• TEXT SHOWN
***

Let's start with a simple example. I have the following class:

public class Range
{
    public int? From { get; set; }
    public int? To { get; set; }
}

I want to deserialize a user request in the form of JSON string into this object:

var settings = new JsonSerializerSettings
{
    Converters =
    {
        new StringEnumConverter {CamelCaseText = false}
    },

    ContractResolver = new CamelCasePropertyNamesContractResolver()
};

var result = JsonConvert.DeserializeObject<Range>(jsonString, settings);

Console.WriteLine("Range is from: " + result.From);
Console.WriteLine("Range is to: " + result.To);

How do you think, what will be the result of execution of this code, if jsonString is:

{
    form: 3,
    to: 5
}

Here is the result:

Range is from:
Range is to: 5

The reason for this strange result is that instead of FROM we wrote FORM in our JSON.

In this simple example, it is rather easy to find out why the result differs from the expected. But consider a case, when you have very long JSON with deep nesting. In this case, it is not so easy to identify the problem. I suggest helping a user to find these problems by providing useful warning messages when some typo occurs.

Looking for typos


How can we understand if something is a typo or not? In general if during deserialization we face some property in the JSON, which does not have a corresponding property in the object model, we can talk about a typo.

By default Json.Net just ignore such problems. But we can change this behavior by modifying MissingMemberHandling property of serializer settings. If we set the value of this property to MissingMemberHandling.Error, it will make serializer to throw an exception if there is no member for JSON property. We can handle this exception using Error event of serializer settings:

var settings = new JsonSerializerSettings
{
    Converters =
    {
        new StringEnumConverter {CamelCaseText = false}
    },

    ContractResolver = new CamelCasePropertyNamesContractResolver(),
    MissingMemberHandling = MissingMemberHandling.Error,
    Error = (sender, args) =>
    {
        ...
    }
};

The only thing we should do here is to distinguish errors raised by missing member from all other sorts of error. Unfortunately, Json.Net does not give us a lot of help here. The only thing we can do is to check message in the exception:

var discriminator = new Regex("^Could not find member '[^']*' on object of type '[^']*'");

var messages = new List<string>();

var settings = new JsonSerializerSettings
{
    Converters =
    {
        new StringEnumConverter {CamelCaseText = false}
    },

    ContractResolver = new CamelCasePropertyNamesContractResolver(),
    MissingMemberHandling = MissingMemberHandling.Error,
    Error = (sender, args) =>
    {
        if (discriminator.IsMatch(args.ErrorContext.Error.Message))

***

Excerpts of location labeling data

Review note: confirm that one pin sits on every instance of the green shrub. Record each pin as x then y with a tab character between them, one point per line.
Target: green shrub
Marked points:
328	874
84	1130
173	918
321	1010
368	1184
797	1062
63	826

***

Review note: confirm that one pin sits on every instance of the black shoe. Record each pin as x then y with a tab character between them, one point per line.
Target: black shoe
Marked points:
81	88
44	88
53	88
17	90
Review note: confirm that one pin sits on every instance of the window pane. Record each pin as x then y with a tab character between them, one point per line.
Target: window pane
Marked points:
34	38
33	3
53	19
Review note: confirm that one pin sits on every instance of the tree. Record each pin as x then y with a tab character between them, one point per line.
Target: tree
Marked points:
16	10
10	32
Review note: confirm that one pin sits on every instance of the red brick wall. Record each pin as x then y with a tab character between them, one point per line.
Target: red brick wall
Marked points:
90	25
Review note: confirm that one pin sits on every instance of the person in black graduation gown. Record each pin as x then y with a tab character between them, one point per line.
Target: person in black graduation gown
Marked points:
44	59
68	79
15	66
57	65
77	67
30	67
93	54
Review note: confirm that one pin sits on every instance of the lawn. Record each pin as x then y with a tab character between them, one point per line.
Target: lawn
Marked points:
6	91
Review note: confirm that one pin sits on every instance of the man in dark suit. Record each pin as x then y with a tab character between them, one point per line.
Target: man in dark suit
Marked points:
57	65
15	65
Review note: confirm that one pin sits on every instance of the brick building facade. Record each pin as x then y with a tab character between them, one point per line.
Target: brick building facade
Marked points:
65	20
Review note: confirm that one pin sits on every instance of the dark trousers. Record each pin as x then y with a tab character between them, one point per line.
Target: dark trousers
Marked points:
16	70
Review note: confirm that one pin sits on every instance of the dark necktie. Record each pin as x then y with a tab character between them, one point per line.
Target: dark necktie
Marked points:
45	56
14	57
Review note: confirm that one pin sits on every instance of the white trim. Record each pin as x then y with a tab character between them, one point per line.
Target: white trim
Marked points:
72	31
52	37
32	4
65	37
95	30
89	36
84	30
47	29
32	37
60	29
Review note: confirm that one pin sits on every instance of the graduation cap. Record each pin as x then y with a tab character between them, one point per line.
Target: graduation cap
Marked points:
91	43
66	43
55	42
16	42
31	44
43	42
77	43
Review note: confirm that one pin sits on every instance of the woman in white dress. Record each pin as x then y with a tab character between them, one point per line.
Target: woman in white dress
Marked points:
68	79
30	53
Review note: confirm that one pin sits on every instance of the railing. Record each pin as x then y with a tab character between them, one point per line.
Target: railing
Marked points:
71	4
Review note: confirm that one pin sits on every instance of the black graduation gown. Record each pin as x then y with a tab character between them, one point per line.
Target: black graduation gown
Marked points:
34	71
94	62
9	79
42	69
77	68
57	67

***

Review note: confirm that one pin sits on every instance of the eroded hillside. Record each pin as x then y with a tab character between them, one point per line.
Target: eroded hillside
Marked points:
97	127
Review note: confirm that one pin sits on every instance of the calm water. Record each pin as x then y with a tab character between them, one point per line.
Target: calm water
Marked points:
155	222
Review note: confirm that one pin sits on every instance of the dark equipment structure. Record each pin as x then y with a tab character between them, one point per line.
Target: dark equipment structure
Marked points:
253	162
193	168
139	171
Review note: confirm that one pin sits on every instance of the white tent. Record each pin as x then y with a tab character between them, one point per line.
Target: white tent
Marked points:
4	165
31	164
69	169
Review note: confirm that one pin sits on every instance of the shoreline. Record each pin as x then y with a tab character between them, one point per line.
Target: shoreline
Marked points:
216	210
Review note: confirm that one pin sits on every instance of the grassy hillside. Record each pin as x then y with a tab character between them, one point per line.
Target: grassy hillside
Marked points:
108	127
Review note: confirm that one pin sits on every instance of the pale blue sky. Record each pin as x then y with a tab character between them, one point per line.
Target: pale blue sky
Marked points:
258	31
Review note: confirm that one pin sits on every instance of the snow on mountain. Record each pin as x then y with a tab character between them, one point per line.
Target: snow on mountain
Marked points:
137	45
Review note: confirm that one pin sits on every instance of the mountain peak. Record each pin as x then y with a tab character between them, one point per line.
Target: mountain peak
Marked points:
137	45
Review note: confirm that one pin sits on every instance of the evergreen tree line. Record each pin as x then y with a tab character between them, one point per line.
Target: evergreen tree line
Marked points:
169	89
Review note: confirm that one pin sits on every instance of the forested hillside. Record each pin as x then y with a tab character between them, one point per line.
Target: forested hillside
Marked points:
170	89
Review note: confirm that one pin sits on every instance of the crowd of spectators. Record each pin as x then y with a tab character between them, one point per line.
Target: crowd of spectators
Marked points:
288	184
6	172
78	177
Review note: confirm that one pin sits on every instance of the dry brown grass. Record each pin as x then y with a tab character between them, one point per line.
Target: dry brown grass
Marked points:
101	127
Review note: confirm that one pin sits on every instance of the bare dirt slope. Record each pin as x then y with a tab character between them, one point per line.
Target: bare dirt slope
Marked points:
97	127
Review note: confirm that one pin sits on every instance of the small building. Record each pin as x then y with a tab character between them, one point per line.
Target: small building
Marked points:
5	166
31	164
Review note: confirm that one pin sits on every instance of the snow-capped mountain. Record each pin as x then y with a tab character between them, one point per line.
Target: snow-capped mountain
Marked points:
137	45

***

• TASKS TO COMPLETE
[1] From the Json.Net typo text, output word for word the passage that begins at the words "The reason for" and stops after "about a typo.".
[2] In the Json.Net typo text, the settings object comes right after the sentence ending "using Error event of serializer settings:". List every property that this object assigns a value to.

• PER-TASK OUTPUTS
[1]
The reason for this strange result is that instead of FROM we wrote FORM in our JSON.

In this simple example, it is rather easy to find out why the result differs from the expected. But consider a case, when you have very long JSON with deep nesting. In this case, it is not so easy to identify the problem. I suggest helping a user to find these problems by providing useful warning messages when some typo occurs.

Looking for typos


How can we understand if something is a typo or not? In general if during deserialization we face some property in the JSON, which does not have a corresponding property in the object model, we can talk about a typo.

[2]
Converters
ContractResolver
MissingMemberHandling
Error